What is needed. Starting at the line that contains "target | ocean wave" and continuing through the last line of the items below, write out every line again, including the requests. Shift each x and y coordinate in the answers by adding 125.

Stored entries:
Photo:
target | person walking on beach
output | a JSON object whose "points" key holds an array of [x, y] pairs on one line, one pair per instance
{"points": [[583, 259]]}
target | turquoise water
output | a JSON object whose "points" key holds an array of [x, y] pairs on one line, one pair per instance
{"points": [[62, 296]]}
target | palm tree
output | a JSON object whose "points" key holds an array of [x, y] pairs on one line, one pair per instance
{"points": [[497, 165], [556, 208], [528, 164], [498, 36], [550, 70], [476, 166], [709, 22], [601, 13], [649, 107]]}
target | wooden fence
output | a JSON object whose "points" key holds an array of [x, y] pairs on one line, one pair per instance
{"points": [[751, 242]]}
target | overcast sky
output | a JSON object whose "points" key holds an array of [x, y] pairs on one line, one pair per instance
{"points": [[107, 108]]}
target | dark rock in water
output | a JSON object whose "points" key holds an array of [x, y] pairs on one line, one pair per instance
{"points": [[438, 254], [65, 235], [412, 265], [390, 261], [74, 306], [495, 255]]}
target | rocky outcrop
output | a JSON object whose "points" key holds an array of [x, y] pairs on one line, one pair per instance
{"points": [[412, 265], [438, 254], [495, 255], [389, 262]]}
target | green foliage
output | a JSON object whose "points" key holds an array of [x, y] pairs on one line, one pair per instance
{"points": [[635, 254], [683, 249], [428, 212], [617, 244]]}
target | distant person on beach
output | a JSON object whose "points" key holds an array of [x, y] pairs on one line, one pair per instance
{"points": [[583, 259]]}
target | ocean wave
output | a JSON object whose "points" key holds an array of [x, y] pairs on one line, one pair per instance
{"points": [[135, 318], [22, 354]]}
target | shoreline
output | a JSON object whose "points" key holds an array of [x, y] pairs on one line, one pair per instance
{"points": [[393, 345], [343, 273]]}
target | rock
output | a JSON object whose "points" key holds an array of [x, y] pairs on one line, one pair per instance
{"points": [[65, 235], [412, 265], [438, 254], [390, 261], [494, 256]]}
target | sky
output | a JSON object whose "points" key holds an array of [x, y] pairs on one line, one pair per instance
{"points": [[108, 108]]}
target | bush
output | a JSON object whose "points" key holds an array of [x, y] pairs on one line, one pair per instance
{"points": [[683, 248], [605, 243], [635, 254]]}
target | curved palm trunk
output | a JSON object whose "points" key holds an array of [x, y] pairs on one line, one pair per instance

Solution to this task.
target | ocean wave
output | a JSON object whose "points" key holds an array of [x, y] pairs on one line, one pair per instance
{"points": [[260, 443], [147, 479]]}
target | shoreline
output | a JSON object whose "points" key holds an array of [x, y] pairs on one line, one pair per instance
{"points": [[518, 470], [468, 398]]}
target | rock
output | a JSON object whose "points" key holds an array of [x, y] pairs on one line, one pair per instance
{"points": [[190, 360], [537, 390], [563, 379], [515, 386], [619, 381]]}
target | sky
output | a JSON object whose "points" key holds an array of [x, y] pairs on one line, one pair per instance
{"points": [[233, 233]]}
target | bush
output | a JSON object whose "points" key holds an array of [x, y] pairs on one line, one pair per instance
{"points": [[808, 373], [730, 368], [760, 379]]}
target | curved palm trunk
output | a JSON object whose "points" key holds an array of [x, y] pairs on one line, one pair per instance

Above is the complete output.